TEXT TO READ:

B.C. Case Comment: Vagueness in Will Invites (Unsuccessful) Challenge to Charitable Bequest

When making a will, you must take care to make sure that your intentions are clearly expressed and not left open for interpretation.  When a will is unclear or uncertain, this provides an opportunity for a disappointed beneficiary to (1) argue an interpretation which favors them over another party, or (2) argue that the will or some part of it is fatally uncertain and therefore void.

The more complicated that you make a will, the more likely these issues may arise.  These arguments tend to occur more in certain circumstances including:

  1. When a deceased decides to include a power of appointment – a power given to a person to select who shall receive an interest in property (instead of deciding who will receive the property and simply making a bequest to that person in your will); or
  2. When there is uncertainty with respect to a charitable bequest.

Both of these circumstances were present in the recent B.C. Supreme Court decision in Royal Trust Corporation Of Canada v. The Welfare Institution Of The Jews Of Athens 2022 BCSC 1454.

In her 1985 will, the deceased set up a trust for her daughter, to pay her the interest “as long as she shall live.”  The deceased further provided in her will:

If my daughter shall by her Last Will and Testament appoint sum [sic] reasonable charity within the country of Greece for such funds they shall be delivered in accordance with the directions made in such Last Will and Testament of my said daughter.

DIRECTIVES:
[a] According to the case comment, why must a person making a will state their intentions clearly? Answer in one to three sentences.
[b] Carry on with the case comment on the B.C. charitable bequest decision, starting after the quoted provision from the 1985 will.
The listing is separate material, unconnected to the case comment.

EXCERPTED RECORDS:
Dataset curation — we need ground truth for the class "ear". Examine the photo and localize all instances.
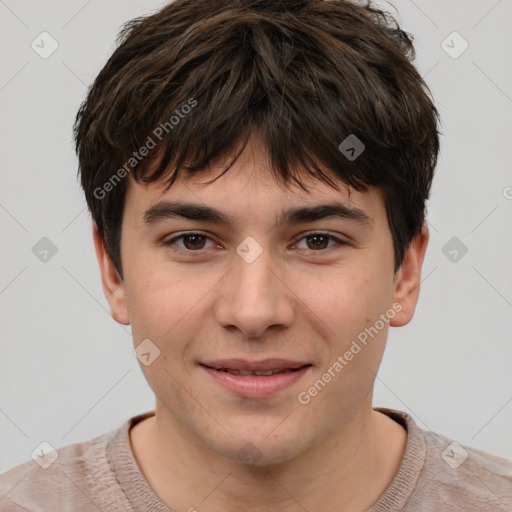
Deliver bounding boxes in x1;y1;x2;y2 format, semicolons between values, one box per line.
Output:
92;222;130;325
390;223;429;327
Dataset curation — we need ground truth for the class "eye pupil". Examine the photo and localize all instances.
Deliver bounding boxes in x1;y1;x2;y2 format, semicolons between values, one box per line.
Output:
183;235;204;249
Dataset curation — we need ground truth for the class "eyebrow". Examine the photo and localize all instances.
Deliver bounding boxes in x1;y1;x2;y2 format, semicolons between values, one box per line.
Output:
144;201;371;229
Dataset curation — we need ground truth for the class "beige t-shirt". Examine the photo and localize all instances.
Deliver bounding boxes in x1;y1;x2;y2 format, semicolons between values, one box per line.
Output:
0;408;512;512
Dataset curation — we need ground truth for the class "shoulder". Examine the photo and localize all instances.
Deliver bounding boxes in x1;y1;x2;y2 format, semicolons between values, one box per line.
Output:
421;431;512;512
407;418;512;512
0;430;123;512
370;408;512;512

PER-TASK ANSWERS:
[a] An unclear or uncertain will gives a disappointed beneficiary an opening to argue for an interpretation that favors them over another party. It also lets them argue that the will, or part of it, is fatally uncertain and therefore void.

[b]
And further:

If my said daughter shall fail to so designate and appoint by her Last Will and Testament then such money shall be paid to the President for the time being of Estia of Constaninopolis, Artistiduu 7, Kolonike, Ahtens, Greece.

“Estia of Constantinipolis” is a non-profit association in Greece that operates nursing homes near Athens, Greece.

In other words, the deceased’s daughter could decide what charity she wanted to receive the rest of her trust fund after she died (the power of appointment), or the default would be Estia of Constantinipolis.

The daughter made a will in Greece in 2017, in which she explicitly exercised the power of appointment, by appointing The Welfare Institution of the Jews of Athens, dab Reston Elderly Care Centre as the beneficiary.  Then, the daughter made a will in Switzerland in 2018, in which she revoked the 2017 will, and left her entire estate to one person.  She failed to appoint a charity in Greece as the beneficiary of the trust property (i.e. she failed to exercise the power of appointment).

The trust property was approximately $500,000, and the issue was who receives it.

First, it was argued that the power of appointment was invalid.  The Court held that it was valid.  The Court then held that the 2017 will (which appointed a charity) was revoked by the 2018 Will (which didn’t appoint a charity).  As a result, the power of appointment had not been exercised, and so the default “Estia of Constantinipolis” would, on its face, receive the monies.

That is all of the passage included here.